:: Records supplied ::
★ ★ ★ ★ ★
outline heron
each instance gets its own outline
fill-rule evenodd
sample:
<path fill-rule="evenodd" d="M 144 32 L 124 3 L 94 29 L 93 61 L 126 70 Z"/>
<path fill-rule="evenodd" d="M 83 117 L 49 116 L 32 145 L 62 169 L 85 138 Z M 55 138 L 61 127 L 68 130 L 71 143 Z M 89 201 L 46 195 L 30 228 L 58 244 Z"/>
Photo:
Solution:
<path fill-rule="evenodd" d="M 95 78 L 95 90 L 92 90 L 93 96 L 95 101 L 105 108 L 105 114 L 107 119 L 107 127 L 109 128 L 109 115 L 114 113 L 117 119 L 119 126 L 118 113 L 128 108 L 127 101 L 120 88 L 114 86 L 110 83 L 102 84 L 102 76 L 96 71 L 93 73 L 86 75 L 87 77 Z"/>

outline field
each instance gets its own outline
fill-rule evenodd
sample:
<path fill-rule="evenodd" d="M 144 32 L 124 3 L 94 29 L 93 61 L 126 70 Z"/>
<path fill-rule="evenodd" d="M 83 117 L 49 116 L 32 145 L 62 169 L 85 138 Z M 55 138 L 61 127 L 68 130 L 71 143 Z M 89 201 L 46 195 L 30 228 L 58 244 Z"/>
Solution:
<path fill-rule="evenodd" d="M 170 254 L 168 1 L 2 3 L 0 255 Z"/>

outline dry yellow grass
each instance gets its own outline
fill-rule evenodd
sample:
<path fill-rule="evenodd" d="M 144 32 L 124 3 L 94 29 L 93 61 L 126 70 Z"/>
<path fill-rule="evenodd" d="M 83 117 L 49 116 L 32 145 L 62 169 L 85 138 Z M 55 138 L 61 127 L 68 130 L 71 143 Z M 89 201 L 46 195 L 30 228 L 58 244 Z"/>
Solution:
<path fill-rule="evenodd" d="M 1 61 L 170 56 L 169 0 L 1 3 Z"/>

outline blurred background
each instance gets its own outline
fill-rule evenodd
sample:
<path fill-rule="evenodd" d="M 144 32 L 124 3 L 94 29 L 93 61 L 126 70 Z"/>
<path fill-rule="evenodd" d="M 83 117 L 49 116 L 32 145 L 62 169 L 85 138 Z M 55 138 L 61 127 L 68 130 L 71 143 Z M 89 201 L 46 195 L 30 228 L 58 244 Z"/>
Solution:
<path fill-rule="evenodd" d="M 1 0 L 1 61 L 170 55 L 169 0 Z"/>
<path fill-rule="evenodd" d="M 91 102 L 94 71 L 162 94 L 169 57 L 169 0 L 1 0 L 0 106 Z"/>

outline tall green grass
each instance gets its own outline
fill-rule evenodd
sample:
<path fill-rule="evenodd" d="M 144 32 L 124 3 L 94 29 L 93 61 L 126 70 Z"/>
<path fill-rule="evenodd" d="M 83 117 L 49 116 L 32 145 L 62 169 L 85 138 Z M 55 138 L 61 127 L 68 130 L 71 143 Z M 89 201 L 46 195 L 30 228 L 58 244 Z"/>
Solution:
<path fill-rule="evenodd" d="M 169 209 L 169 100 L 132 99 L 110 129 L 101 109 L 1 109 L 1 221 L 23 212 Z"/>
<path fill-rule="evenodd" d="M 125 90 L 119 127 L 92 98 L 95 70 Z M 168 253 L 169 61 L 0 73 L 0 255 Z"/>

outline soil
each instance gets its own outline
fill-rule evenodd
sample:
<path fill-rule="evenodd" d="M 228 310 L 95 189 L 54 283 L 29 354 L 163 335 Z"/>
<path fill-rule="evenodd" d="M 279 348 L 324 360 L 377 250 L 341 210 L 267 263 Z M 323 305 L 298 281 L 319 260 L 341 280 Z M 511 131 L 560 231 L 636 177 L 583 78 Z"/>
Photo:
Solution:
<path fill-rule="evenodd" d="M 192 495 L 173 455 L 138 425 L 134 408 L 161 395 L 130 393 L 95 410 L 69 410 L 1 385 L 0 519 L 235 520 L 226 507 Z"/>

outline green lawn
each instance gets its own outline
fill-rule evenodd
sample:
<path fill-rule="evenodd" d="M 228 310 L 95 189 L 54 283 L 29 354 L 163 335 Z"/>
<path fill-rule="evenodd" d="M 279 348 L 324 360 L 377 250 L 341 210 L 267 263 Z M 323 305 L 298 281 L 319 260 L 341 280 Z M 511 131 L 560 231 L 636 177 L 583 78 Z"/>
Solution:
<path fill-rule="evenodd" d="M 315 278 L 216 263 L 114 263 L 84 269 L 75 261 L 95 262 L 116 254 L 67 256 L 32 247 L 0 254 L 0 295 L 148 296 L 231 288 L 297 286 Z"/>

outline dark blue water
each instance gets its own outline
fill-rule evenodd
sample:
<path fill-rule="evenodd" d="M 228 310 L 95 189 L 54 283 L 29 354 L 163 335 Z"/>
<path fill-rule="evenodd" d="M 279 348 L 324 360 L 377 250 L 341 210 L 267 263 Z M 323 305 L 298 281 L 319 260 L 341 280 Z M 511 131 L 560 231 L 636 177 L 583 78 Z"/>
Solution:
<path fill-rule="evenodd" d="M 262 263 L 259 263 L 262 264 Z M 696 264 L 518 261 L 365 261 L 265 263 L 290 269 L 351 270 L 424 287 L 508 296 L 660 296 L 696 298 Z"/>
★ ★ ★ ★ ★
Switch every "instance" in the records above to "object", and copy out all the records again with nothing else changed.

outline heron
each object gets its own outline
fill-rule evenodd
sample:
<path fill-rule="evenodd" d="M 144 32 L 124 3 L 94 29 L 93 61 L 126 70 Z"/>
<path fill-rule="evenodd" d="M 83 117 L 49 116 L 32 145 L 62 169 L 85 138 Z M 55 138 L 61 127 L 68 130 L 71 143 Z M 89 201 L 46 195 L 30 228 L 58 244 Z"/>
Photo:
Solution:
<path fill-rule="evenodd" d="M 95 78 L 95 90 L 92 90 L 93 96 L 95 101 L 105 108 L 105 114 L 107 119 L 107 127 L 109 128 L 109 115 L 114 113 L 117 119 L 119 126 L 118 113 L 128 108 L 127 101 L 120 88 L 114 86 L 110 83 L 102 84 L 102 76 L 96 71 L 93 73 L 86 75 L 87 77 Z"/>

outline field
each object gets its own outline
fill-rule evenodd
sample:
<path fill-rule="evenodd" d="M 144 32 L 124 3 L 94 29 L 93 61 L 126 70 Z"/>
<path fill-rule="evenodd" d="M 83 117 L 49 116 L 32 145 L 62 169 L 85 138 Z M 55 138 L 61 127 L 68 130 L 71 143 Z M 89 201 L 46 195 L 30 228 L 58 244 Z"/>
Solution:
<path fill-rule="evenodd" d="M 170 254 L 168 1 L 2 3 L 0 255 Z"/>

outline dry yellow grass
each object gets its own outline
fill-rule evenodd
sample:
<path fill-rule="evenodd" d="M 144 32 L 124 3 L 94 29 L 93 61 L 126 70 Z"/>
<path fill-rule="evenodd" d="M 83 117 L 49 116 L 32 145 L 62 169 L 85 138 Z M 55 138 L 61 127 L 68 130 L 71 143 Z M 89 201 L 46 195 L 30 228 L 58 244 Z"/>
Solution:
<path fill-rule="evenodd" d="M 1 61 L 170 56 L 169 0 L 1 3 Z"/>

outline blurred background
each object gets its own outline
fill-rule evenodd
sample:
<path fill-rule="evenodd" d="M 144 32 L 124 3 L 94 29 L 93 61 L 126 70 Z"/>
<path fill-rule="evenodd" d="M 83 117 L 49 116 L 32 145 L 62 169 L 85 138 Z M 55 138 L 61 127 L 68 130 L 71 143 Z M 89 201 L 46 195 L 30 228 L 58 244 Z"/>
Solution:
<path fill-rule="evenodd" d="M 1 0 L 1 61 L 170 55 L 169 0 Z"/>
<path fill-rule="evenodd" d="M 91 102 L 94 71 L 162 94 L 169 57 L 169 0 L 1 0 L 0 106 Z"/>

outline tall green grass
each object gets its own outline
fill-rule evenodd
sample:
<path fill-rule="evenodd" d="M 144 32 L 124 3 L 94 29 L 93 61 L 126 70 Z"/>
<path fill-rule="evenodd" d="M 83 117 L 49 116 L 32 145 L 62 169 L 85 138 Z M 55 138 L 61 127 L 68 130 L 71 143 Z M 89 201 L 46 195 L 30 228 L 58 244 Z"/>
Solution:
<path fill-rule="evenodd" d="M 169 209 L 169 100 L 132 99 L 110 129 L 101 109 L 1 109 L 1 221 L 23 212 Z"/>
<path fill-rule="evenodd" d="M 125 90 L 119 127 L 92 98 L 95 70 Z M 168 253 L 169 61 L 0 73 L 0 255 Z"/>

outline soil
each object gets its own outline
fill-rule evenodd
sample:
<path fill-rule="evenodd" d="M 228 310 L 95 189 L 54 283 L 29 354 L 163 335 Z"/>
<path fill-rule="evenodd" d="M 279 348 L 324 360 L 377 250 L 341 210 L 267 263 Z M 323 305 L 298 281 L 319 260 L 341 280 Z M 511 131 L 560 231 L 636 177 L 583 78 Z"/>
Photo:
Solution:
<path fill-rule="evenodd" d="M 192 495 L 173 455 L 138 425 L 134 408 L 161 395 L 130 393 L 95 410 L 69 410 L 1 385 L 0 519 L 235 520 L 226 507 Z"/>

outline green lawn
each object gets its own outline
fill-rule evenodd
sample:
<path fill-rule="evenodd" d="M 228 310 L 95 189 L 54 283 L 29 354 L 163 335 Z"/>
<path fill-rule="evenodd" d="M 279 348 L 324 360 L 377 250 L 341 210 L 267 263 Z M 323 305 L 298 281 L 319 260 L 341 280 Z M 511 131 L 560 231 L 636 177 L 583 78 Z"/>
Solution:
<path fill-rule="evenodd" d="M 315 278 L 216 263 L 114 263 L 84 269 L 75 261 L 95 262 L 116 254 L 67 256 L 32 247 L 0 254 L 0 295 L 148 296 L 231 288 L 297 286 Z"/>

outline dark blue water
each object gets its own outline
fill-rule evenodd
sample:
<path fill-rule="evenodd" d="M 228 310 L 95 189 L 54 283 L 29 354 L 163 335 Z"/>
<path fill-rule="evenodd" d="M 279 348 L 324 360 L 377 250 L 341 210 L 267 263 Z M 323 305 L 298 281 L 319 260 L 341 280 Z M 511 131 L 560 231 L 636 177 L 583 78 Z"/>
Solution:
<path fill-rule="evenodd" d="M 262 263 L 259 263 L 262 264 Z M 696 264 L 518 261 L 365 261 L 265 263 L 290 269 L 351 270 L 424 287 L 508 296 L 660 296 L 696 298 Z"/>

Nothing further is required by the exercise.